> [Extract provided]
********************

Multiple Linear Regression (MLR) and Logistic Models

Project Goal

In this report, we conduct an exploratory data analysis (EDA) on the Seoul Bike Sharing Demand dataset. Then we fit multiple linear regression models and with logistic regression models to make predictions on the two response variables: numeric Rent_Count and its re-coded variable Rent_Many. Model performances are then compared using accuracy metric.

Set up: Packages and Helper Functions

In this task, we will use the following packages:

here: enables easy file referencing and builds file paths in a OS-independent way
stats: loads this before loading tidyverse to avoid masking some tidyverse functions
tidyverse: includes collections of useful packages like dplyr (data manipulation), tidyr (tidying data), ggplots (creating graphs), etc.

********************

> [Information provided]

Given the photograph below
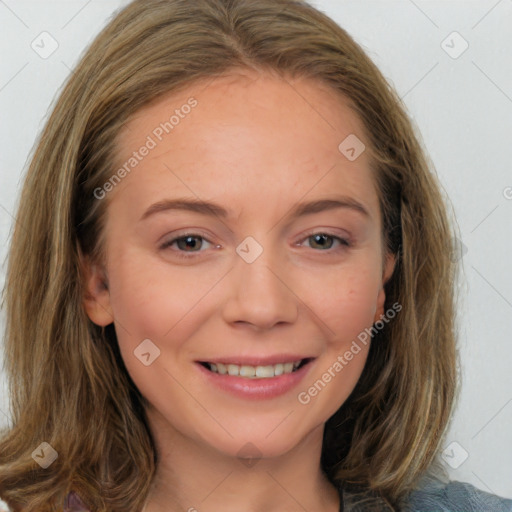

********************

> [Required task 1]
Please copy from the regression report everything from "In this task, we" down to "(creating graphs), etc.".
> [Required task 2]
According to the regression report, why is the stats package loaded before tidyverse?

> [Finished answer 1]
In this task, we will use the following packages:

here: enables easy file referencing and builds file paths in a OS-independent way
stats: loads this before loading tidyverse to avoid masking some tidyverse functions
tidyverse: includes collections of useful packages like dplyr (data manipulation), tidyr (tidying data), ggplots (creating graphs), etc.

> [Finished answer 2]
It is loaded first to avoid masking some tidyverse functions.